INSTRUÇÃO 1:
No texto sobre buracos negros, que informações daria aos cientistas a revelação de uma nova população de buracos negros? Enumere todas as que são referidas.

TEXTO EXTRAÍDO:

_____

Os cientistas podem ter descoberto uma nova classe de buracos negros
Impressão
de artista do buraco negro que os astrofísicos identificaram neste estudo. O
buraco negro (em baixo à esquerda) pode ser visto perto da gigante vermelha. A
descoberta mostra que pode existir uma classe de buracos negros desconhecida
dos astrónomos.Crédito: Jason Scults, Universidade Estatal do Ohio
Os buracos negros são uma
parte importante de como os astrofísicos tentam compreender o Universo - tão
importante que os cientistas estão a tentar construir um censo de todos os
buracos negros da Via Láctea. Mas uma nova investigação
mostra que à sua busca pode estar a faltar uma classe inteira de buracos negros
que não sabiam existir.
Num estudo publicado a semana
passada na revista Science, os astrónomos fornecem uma nova maneira de procurar
buracos negros e mostram que é possível que exista uma classe de buracos negros
ainda mais pequenos do que os buracos negros mais pequenos do Universo
conhecido.
"Estamos a mostrar esta
pista de que há outra população por aí que ainda precisamos investigar em busca
de buraco negros," disse Todd Thompson, professor de astronomia na
Universidade Estatal do Ohio e autor principal do estudo.
"Os cientistas estão a
tentar entender as explosões de supernovas, como estrelas massivas explodem,
como os elementos foram formados nas estrelas massivas. Portanto, se pudéssemos
revelar uma nova população de buracos negros, isso dir-nos-ia mais sobre quais
as estrelas que explodem, quais as que não explodem, quais as que formam
buracos negros, quais as que formam estrelas de neutrões. Abre uma nova área de
estudo."
Imagine um censo que contasse
apenas pessoas com mais de 1,75 m de altura - e imagine que os responsáveis
pelo censo nem sabiam que existiam pessoas com menos de 1,75 m de altura. Os
dados desse censo estariam incompletos, fornecendo uma imagem imprecisa da
população. É isto, essencialmente, que tem vindo a acontecer na procura por
buracos negros, disse Thompson.
Os astrónomos há muito tempo
que procuram buracos negros, que têm uma atração gravitacional tão forte que
nada - nem mesmo a matéria, nem mesmo a radiação - pode escapar. Os buracos
negros formam-se quando certas estrelas massivas morrem, encolhem e explodem.
Os astrónomos também estão à procura de estrelas de neutrões - estrelas
pequenas e densas que se formam quando algumas estrelas morrem e colapsam.
Estes dois tipos de objetos
podem reter informações interessantes sobre os elementos da Terra e como as
estrelas vivem e morrem. Mas, para descobrir essas informações, os astrónomos
precisam primeiro de descobrir onde estão os buracos negros. E para descobrir
onde estão os buracos negros, precisam de saber o que procurar.

_____

DADOS GUARDADOS:
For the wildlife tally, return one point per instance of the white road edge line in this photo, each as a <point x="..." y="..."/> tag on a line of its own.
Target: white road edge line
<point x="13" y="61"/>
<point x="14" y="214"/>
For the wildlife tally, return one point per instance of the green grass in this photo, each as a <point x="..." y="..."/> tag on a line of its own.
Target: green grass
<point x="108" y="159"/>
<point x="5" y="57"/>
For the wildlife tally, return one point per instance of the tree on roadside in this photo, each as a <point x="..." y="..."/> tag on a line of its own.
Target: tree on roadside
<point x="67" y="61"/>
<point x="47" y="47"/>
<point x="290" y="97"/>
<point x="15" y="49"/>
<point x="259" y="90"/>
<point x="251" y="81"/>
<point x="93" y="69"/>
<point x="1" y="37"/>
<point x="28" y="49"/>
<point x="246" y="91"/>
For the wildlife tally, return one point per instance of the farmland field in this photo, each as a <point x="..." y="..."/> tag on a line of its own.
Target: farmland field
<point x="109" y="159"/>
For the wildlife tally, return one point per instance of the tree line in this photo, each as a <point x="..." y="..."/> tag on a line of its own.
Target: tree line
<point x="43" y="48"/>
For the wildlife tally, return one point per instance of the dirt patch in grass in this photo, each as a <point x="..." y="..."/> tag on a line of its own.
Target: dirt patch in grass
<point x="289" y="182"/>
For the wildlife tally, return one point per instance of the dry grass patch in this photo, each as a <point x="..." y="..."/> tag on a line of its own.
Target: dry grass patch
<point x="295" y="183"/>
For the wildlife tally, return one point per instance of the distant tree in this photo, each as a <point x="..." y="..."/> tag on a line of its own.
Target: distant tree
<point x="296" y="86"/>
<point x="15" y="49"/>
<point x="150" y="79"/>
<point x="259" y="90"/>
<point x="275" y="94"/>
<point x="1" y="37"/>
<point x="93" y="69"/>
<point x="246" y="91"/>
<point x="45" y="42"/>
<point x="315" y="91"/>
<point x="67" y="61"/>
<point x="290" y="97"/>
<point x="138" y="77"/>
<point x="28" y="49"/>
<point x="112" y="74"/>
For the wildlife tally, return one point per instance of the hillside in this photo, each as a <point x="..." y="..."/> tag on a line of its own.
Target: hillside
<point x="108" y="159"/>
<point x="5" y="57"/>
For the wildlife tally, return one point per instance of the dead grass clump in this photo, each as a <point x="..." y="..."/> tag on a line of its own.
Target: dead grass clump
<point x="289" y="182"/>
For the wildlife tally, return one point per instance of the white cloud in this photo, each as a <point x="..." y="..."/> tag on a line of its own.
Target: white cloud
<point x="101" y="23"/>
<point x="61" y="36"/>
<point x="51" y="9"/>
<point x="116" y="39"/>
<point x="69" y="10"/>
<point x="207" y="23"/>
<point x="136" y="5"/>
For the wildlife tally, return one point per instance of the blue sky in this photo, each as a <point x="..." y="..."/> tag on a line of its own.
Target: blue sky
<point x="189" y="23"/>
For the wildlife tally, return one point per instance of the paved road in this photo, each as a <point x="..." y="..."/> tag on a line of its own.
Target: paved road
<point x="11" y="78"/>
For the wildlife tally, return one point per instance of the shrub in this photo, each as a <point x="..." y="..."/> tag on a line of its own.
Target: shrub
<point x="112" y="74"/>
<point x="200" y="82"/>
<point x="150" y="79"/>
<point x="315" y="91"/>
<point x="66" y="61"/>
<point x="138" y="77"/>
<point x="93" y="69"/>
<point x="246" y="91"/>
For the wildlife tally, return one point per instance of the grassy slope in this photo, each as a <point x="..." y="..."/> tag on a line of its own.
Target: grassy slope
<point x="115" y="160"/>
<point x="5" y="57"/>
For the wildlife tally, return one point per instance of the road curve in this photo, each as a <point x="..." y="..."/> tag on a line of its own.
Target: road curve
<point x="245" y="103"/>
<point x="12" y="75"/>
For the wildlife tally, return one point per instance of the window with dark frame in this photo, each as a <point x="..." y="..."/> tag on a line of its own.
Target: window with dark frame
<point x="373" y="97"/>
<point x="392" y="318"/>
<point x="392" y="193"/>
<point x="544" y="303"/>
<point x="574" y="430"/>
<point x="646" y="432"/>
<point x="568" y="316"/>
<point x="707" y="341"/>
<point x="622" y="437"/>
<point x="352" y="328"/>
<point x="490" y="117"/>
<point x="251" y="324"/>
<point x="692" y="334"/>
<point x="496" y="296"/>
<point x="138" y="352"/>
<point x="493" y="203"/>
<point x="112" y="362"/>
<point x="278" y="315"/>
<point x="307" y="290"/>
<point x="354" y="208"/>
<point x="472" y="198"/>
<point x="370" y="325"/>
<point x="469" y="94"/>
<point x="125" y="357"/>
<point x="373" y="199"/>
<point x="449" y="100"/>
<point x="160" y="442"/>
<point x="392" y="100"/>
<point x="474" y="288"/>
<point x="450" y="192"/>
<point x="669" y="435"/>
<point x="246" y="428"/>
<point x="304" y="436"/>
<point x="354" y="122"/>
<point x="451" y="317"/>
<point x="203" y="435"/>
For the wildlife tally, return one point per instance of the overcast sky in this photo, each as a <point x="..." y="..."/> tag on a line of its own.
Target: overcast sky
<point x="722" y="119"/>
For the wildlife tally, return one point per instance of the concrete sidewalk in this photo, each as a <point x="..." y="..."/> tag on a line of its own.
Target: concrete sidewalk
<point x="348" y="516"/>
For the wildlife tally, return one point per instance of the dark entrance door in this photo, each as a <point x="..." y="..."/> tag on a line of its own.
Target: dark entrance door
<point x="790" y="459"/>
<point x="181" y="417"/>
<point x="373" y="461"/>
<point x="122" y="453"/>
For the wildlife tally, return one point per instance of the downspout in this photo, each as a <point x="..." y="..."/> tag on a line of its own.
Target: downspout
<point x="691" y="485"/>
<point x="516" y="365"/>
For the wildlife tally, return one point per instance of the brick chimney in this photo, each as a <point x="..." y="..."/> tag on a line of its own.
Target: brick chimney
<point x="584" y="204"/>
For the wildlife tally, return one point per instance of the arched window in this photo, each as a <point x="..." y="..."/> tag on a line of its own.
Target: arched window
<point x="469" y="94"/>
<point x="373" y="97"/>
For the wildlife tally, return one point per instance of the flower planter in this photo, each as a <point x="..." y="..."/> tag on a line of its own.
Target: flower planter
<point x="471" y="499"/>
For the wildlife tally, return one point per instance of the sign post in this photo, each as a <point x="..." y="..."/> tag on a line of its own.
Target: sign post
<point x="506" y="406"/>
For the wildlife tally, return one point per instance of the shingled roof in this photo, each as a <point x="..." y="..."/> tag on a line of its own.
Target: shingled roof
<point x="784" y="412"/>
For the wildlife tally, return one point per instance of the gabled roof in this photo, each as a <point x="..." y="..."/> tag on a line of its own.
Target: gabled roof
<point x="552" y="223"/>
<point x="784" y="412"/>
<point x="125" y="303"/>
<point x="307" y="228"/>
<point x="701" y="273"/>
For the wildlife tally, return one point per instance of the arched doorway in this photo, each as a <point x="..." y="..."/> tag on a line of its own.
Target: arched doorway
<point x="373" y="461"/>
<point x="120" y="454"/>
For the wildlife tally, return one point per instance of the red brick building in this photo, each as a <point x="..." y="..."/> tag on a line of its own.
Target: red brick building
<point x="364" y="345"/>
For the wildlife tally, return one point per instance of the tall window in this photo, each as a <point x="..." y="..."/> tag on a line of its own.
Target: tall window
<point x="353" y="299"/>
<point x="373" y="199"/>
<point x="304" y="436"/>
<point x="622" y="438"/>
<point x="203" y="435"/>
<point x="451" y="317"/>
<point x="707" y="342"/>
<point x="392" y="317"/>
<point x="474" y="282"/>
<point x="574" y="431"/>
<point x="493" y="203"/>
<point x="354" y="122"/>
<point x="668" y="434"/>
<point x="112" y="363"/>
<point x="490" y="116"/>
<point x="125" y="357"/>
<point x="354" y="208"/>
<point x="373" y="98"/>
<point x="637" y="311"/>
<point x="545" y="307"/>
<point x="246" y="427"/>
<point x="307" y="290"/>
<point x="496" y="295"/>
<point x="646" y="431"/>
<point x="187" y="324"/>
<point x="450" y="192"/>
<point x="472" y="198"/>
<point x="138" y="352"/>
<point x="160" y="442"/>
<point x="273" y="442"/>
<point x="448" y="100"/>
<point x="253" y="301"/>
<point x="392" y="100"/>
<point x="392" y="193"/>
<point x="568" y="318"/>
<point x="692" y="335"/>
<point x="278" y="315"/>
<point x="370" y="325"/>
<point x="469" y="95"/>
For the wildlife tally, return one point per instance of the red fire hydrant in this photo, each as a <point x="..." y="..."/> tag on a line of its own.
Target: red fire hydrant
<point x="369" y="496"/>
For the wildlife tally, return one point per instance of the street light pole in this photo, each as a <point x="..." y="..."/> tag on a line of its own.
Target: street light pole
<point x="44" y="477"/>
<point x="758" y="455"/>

_____

INSTRUÇÃO 2:
Reúna todas as linhas dos registos que contêm a cadeia "slope".

RESPOSTA FINAL 1:
- quais as estrelas que explodem
- quais as que não explodem
- quais as que formam buracos negros
- quais as que formam estrelas de neutrões

RESPOSTA FINAL 2:
For the wildlife tally, return one point per instance of the grassy slope in this photo, each as a <point x="..." y="..."/> tag on a line of its own.
Target: grassy slope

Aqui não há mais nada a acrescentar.